**Written request**
Count the lines in the entries below that contain the string "concrete", with case counting. Reply with the number only.

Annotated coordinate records

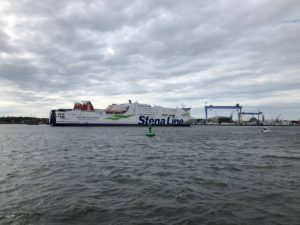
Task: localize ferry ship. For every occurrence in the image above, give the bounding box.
[50,100,192,126]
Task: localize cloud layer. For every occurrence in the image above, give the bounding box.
[0,0,300,118]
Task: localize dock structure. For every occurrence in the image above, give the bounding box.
[205,104,243,124]
[239,112,264,124]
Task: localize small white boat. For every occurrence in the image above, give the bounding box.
[260,127,271,133]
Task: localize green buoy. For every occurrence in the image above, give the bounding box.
[146,126,155,137]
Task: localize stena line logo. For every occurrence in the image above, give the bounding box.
[139,116,183,125]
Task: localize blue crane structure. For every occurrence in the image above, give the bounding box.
[205,104,243,124]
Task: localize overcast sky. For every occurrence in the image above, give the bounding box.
[0,0,300,119]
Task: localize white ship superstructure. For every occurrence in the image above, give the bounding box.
[50,101,192,126]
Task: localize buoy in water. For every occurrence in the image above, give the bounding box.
[146,126,155,137]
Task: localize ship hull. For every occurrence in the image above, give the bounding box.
[50,102,192,127]
[51,123,191,127]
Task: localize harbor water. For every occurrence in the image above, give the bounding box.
[0,125,300,225]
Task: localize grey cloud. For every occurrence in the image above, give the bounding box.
[0,0,300,118]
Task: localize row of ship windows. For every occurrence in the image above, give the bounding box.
[57,113,65,118]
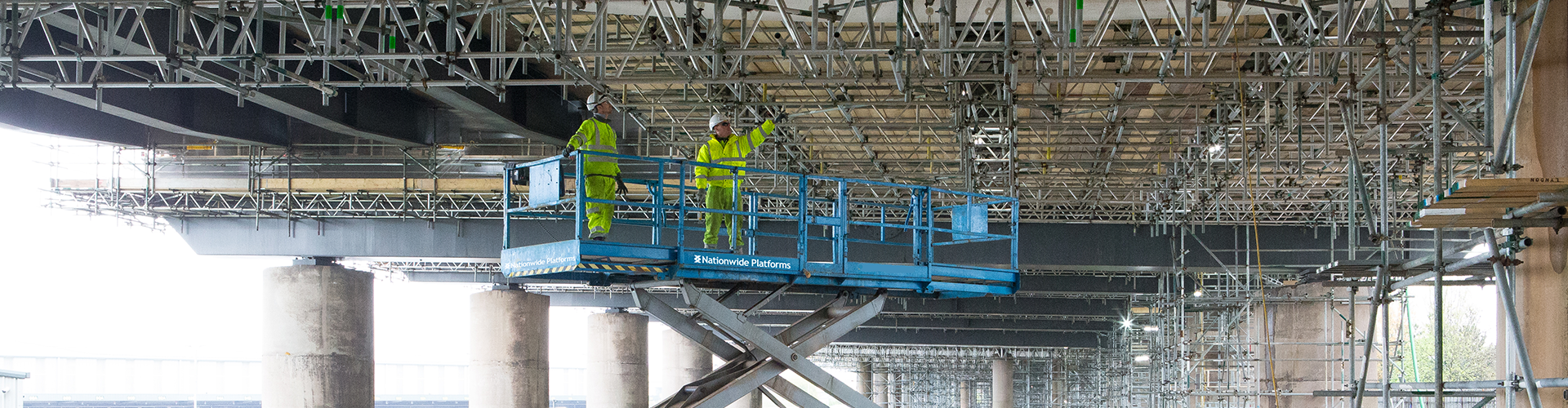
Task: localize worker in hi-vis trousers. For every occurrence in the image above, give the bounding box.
[561,92,626,240]
[696,113,784,253]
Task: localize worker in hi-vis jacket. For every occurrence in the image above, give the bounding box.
[696,113,784,253]
[561,92,626,240]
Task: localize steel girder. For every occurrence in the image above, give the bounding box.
[0,0,1493,224]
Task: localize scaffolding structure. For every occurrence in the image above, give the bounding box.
[9,0,1548,408]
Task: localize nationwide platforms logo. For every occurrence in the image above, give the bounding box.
[692,255,795,270]
[501,255,577,270]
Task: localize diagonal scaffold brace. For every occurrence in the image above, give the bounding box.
[634,282,888,408]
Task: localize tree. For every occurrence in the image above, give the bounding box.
[1397,301,1498,383]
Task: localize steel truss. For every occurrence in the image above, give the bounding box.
[9,0,1534,224]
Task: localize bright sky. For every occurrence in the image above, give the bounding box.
[0,129,1496,372]
[0,129,627,367]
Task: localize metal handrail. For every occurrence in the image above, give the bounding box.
[501,151,1019,270]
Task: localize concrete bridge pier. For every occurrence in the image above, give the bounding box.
[262,259,376,408]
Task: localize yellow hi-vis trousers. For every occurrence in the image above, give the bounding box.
[702,185,743,248]
[583,174,615,238]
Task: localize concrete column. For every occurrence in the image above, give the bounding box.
[660,330,714,394]
[1254,282,1367,408]
[1498,2,1568,408]
[262,265,376,408]
[854,361,872,398]
[469,290,550,408]
[872,370,889,406]
[588,313,649,408]
[958,379,975,408]
[991,355,1013,408]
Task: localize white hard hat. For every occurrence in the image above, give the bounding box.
[586,92,615,109]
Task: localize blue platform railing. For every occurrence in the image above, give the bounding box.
[501,151,1019,294]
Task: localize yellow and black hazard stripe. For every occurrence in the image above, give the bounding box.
[577,264,665,273]
[506,264,665,277]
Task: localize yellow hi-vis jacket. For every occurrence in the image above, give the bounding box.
[696,121,773,188]
[568,116,621,175]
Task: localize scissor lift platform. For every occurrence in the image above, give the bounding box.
[501,153,1019,408]
[501,240,1018,298]
[501,151,1018,298]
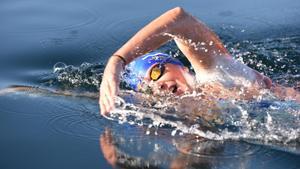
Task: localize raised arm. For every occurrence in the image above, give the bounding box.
[99,7,229,114]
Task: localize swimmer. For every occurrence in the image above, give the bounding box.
[99,7,300,115]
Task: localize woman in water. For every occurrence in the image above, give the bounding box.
[99,7,300,114]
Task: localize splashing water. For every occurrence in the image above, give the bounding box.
[46,36,300,153]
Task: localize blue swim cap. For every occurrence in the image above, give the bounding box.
[122,52,184,91]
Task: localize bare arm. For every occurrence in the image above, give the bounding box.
[99,7,230,114]
[115,7,229,68]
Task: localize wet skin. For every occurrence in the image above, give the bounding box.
[144,63,195,95]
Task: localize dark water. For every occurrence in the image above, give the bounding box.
[0,0,300,169]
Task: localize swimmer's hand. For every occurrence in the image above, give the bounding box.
[99,57,124,115]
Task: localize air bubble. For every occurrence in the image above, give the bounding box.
[53,62,67,73]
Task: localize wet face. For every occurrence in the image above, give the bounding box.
[144,63,194,95]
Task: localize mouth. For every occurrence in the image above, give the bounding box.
[170,85,178,93]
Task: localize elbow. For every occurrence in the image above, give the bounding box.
[168,7,188,18]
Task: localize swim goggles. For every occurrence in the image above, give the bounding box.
[150,64,165,81]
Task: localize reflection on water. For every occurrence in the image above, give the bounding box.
[0,0,300,169]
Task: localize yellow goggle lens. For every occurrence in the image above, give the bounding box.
[150,67,162,80]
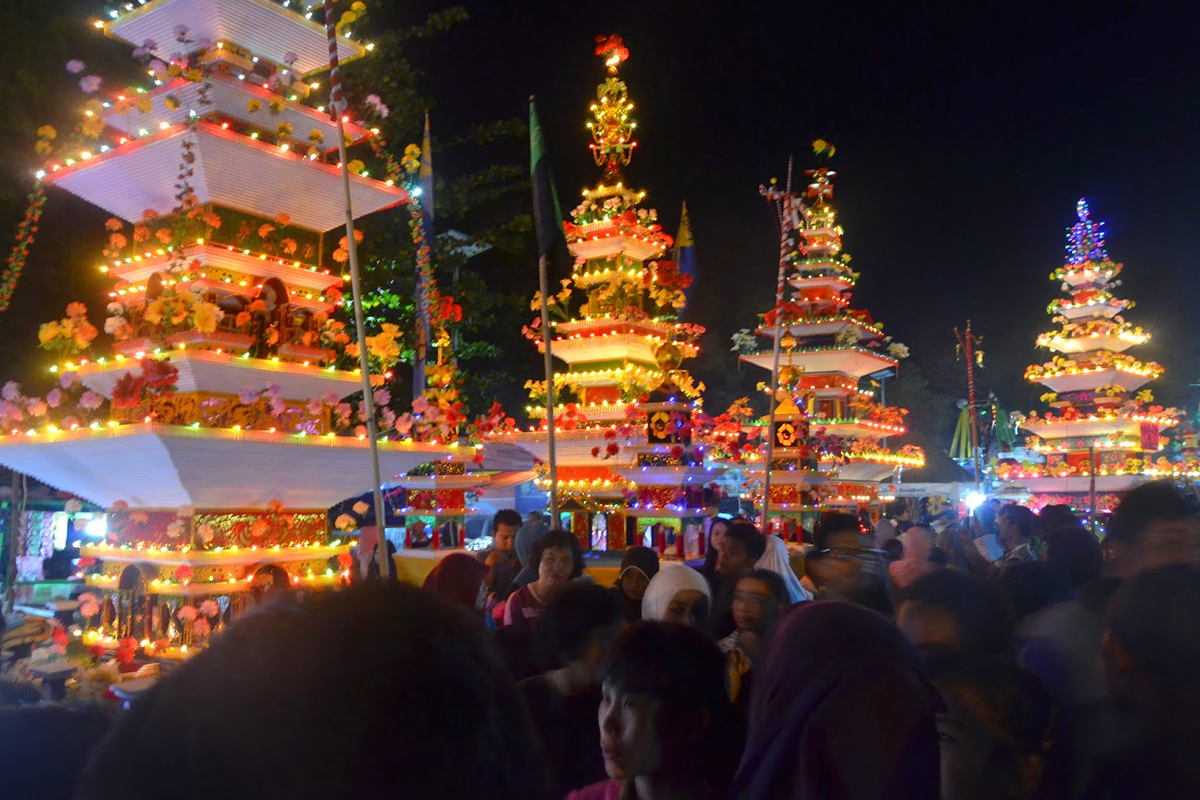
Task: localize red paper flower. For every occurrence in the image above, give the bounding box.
[142,359,179,391]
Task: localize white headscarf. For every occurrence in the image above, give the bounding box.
[755,536,812,606]
[642,564,713,620]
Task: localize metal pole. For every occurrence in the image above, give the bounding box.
[761,157,799,534]
[1087,441,1096,536]
[337,114,391,581]
[962,319,979,492]
[538,255,562,528]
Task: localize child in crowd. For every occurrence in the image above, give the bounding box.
[716,569,788,710]
[568,622,740,800]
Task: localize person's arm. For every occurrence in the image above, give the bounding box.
[504,589,526,627]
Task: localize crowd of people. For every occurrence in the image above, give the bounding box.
[0,482,1200,800]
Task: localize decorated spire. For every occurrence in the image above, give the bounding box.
[1067,198,1109,264]
[587,34,637,184]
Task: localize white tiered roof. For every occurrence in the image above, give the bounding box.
[76,350,383,401]
[104,73,371,151]
[104,0,365,74]
[742,348,898,378]
[47,122,408,231]
[0,423,457,509]
[108,243,342,291]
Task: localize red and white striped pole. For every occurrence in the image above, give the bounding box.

**Task response**
2